**Assigned task:** Below are some entries. Repeat exactly the lines from the one with "Target: sailboat" through the one with "pixel 238 122", and only those.

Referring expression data
****
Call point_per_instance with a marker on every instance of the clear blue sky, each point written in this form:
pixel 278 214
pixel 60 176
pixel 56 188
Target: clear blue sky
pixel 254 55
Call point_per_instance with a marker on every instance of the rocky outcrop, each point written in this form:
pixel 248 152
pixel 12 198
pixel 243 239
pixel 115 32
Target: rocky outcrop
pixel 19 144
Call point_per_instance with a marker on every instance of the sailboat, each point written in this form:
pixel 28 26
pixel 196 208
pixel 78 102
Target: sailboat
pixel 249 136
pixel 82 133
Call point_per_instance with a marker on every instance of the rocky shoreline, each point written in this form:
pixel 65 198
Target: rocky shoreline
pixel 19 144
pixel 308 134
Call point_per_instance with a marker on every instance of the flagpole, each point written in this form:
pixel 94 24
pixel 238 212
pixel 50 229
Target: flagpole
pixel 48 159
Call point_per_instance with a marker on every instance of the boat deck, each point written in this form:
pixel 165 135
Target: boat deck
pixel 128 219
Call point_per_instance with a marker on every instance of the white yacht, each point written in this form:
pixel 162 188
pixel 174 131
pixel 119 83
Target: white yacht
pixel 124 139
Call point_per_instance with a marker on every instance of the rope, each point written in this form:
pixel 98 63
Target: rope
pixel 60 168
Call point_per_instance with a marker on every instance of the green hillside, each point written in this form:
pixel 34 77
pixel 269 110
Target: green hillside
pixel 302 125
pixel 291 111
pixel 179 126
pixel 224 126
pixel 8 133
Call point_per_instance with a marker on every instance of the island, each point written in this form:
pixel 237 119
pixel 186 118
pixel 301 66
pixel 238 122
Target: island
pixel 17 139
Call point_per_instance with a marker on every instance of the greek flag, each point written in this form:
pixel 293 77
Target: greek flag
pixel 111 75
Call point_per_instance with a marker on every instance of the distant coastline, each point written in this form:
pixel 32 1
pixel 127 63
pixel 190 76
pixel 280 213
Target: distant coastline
****
**Response area:**
Target: sailboat
pixel 249 136
pixel 82 133
Call point_per_instance with a marker on every instance of the rocky shoreline, each point written in this form:
pixel 65 198
Target: rocky shoreline
pixel 19 144
pixel 308 134
Call point_per_instance with a marker on every instance of the flagpole, each point written in this form:
pixel 94 24
pixel 238 212
pixel 50 229
Target: flagpole
pixel 48 159
Call point_per_instance with a marker on every instance of the boat deck, each point written in this form:
pixel 165 135
Target: boat deck
pixel 128 219
Call point_per_instance with a marker on every instance of the white yacht, each point written in this form:
pixel 162 188
pixel 174 131
pixel 119 83
Target: white yacht
pixel 124 139
Call point_per_instance with a marker on every instance of the rope, each point written in this form:
pixel 98 63
Target: rope
pixel 60 168
Call point_per_instance with a marker on every instance of the green hillside, each point written in this form:
pixel 34 77
pixel 269 110
Target: green hillside
pixel 302 125
pixel 291 111
pixel 179 126
pixel 224 126
pixel 8 133
Call point_per_instance with a marker on every instance of the island, each point written in this form:
pixel 237 119
pixel 186 118
pixel 301 66
pixel 238 122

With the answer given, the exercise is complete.